- **Data**

● ● ● ● ●

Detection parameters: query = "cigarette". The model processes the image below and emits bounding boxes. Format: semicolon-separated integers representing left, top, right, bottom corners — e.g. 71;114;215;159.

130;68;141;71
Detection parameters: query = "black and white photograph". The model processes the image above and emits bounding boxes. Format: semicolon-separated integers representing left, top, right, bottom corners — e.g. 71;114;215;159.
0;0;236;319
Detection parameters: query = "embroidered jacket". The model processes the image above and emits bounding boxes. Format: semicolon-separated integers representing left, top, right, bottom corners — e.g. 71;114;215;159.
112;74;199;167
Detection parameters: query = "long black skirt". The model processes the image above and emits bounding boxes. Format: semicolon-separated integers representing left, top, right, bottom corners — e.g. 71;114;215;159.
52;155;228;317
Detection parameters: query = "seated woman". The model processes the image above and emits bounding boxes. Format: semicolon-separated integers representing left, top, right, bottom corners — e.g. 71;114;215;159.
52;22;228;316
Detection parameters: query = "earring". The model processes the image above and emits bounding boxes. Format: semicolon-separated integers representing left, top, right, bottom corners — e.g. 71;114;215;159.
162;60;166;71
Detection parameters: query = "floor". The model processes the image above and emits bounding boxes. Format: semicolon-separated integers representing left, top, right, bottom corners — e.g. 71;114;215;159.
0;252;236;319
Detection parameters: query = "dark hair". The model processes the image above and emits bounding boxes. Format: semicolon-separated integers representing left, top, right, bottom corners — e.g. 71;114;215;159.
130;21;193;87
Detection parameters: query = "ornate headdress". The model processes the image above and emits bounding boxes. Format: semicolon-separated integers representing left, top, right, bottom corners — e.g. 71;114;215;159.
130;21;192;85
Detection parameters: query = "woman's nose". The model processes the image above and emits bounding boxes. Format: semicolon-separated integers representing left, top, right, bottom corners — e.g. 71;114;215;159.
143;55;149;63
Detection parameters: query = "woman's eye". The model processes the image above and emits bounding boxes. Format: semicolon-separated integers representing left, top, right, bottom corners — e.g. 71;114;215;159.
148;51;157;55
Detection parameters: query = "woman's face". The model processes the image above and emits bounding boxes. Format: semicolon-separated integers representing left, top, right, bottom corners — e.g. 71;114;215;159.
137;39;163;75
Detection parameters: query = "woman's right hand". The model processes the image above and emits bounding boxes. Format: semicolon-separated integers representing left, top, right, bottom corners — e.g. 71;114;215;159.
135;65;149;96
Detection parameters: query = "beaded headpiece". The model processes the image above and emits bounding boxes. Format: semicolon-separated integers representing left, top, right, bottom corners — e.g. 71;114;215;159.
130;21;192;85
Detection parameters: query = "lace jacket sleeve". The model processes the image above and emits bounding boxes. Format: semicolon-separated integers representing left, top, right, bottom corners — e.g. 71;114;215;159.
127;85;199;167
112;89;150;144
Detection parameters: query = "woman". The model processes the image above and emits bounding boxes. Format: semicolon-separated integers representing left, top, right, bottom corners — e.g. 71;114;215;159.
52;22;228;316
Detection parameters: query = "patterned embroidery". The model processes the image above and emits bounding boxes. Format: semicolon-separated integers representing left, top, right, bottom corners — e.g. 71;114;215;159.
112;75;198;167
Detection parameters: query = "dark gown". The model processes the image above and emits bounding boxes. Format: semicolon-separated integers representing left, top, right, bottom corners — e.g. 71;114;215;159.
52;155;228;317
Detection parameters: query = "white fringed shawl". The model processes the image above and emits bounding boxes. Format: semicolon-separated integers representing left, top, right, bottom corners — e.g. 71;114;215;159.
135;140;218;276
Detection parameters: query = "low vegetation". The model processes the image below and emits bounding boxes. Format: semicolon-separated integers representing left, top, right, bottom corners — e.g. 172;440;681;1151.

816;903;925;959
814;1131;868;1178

● ● ● ● ●

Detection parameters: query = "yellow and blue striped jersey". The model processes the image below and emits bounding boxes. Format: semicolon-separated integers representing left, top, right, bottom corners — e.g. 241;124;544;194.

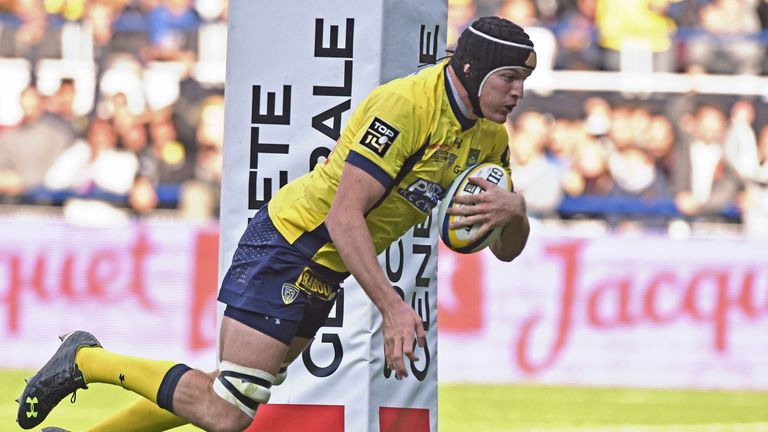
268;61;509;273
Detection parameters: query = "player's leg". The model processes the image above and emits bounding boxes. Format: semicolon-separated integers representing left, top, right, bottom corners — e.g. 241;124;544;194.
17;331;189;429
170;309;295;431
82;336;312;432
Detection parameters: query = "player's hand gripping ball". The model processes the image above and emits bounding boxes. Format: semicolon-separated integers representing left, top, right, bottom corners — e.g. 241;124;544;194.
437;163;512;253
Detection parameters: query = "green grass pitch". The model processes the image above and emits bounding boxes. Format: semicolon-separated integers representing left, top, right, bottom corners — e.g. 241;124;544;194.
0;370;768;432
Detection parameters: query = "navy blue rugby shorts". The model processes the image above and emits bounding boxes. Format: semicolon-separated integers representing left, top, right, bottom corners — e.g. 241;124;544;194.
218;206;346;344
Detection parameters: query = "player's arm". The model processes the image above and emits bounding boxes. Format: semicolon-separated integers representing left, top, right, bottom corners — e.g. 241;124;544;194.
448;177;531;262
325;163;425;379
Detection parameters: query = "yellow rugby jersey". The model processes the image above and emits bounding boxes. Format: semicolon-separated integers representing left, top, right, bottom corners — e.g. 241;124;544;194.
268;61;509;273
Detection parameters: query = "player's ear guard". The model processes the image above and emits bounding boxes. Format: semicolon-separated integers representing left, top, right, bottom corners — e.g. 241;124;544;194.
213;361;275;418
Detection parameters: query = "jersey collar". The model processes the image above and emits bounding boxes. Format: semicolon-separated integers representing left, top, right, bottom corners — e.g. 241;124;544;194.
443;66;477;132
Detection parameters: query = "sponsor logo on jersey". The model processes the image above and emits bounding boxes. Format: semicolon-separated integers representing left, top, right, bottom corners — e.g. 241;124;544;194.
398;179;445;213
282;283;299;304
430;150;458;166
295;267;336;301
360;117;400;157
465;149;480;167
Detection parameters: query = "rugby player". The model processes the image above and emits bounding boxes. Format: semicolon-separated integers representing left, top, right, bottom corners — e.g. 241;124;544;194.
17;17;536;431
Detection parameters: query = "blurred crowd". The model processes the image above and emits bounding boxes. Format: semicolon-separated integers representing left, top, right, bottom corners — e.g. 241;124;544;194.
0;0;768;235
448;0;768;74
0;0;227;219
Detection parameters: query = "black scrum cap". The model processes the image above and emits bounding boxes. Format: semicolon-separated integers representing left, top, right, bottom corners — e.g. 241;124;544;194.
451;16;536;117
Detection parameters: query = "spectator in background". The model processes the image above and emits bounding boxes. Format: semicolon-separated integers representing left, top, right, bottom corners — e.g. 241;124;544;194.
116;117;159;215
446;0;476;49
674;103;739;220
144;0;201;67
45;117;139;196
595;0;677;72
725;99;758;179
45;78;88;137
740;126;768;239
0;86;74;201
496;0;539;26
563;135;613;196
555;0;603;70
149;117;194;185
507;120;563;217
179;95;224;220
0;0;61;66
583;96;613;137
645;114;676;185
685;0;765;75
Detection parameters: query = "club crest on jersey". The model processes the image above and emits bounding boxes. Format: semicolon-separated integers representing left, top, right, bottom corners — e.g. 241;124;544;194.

● ● ● ● ●

- **Stated problem**
Identify every line of the records that contains the word "woman" and copy each one.

- **Full output**
Detection parameters: query = "seated woman". The model processes the image above and emits bounding boxes. Format: semicolon-separated integers representing left, top, right, bottom corners — e.g. 71;114;215;159.
Detection parameters: query = "woman's nose". The model processes the image above and emits bounding boxes. Format: semicolon-separated integers representing left, top, right, bottom corners — e.g. 71;114;215;159.
Detection parameters: query = "woman's eye". The model processes the image above and emits bounding boxes. Format: semicolon-separated integers representing left, top, right, bottom corners — e.g. 71;114;215;159.
Detection parameters: query = "woman's face". The model processes the image above and emits bounding boxes. Format: semicolon-separated integers representing left, top, right, bottom corners — e.g. 71;114;215;159.
Detection parameters: query = "woman's right hand". The model processes the image above and emits bounding boxes. Format: semicolon-separated integers representing left, top, right, bottom corners — e.g. 71;114;215;159.
Detection parameters: query = "woman". The model processes the image above and emits bounding boxes. Format: semicolon-separated integers representing left, top, right, bottom corners — e.g. 71;114;215;159.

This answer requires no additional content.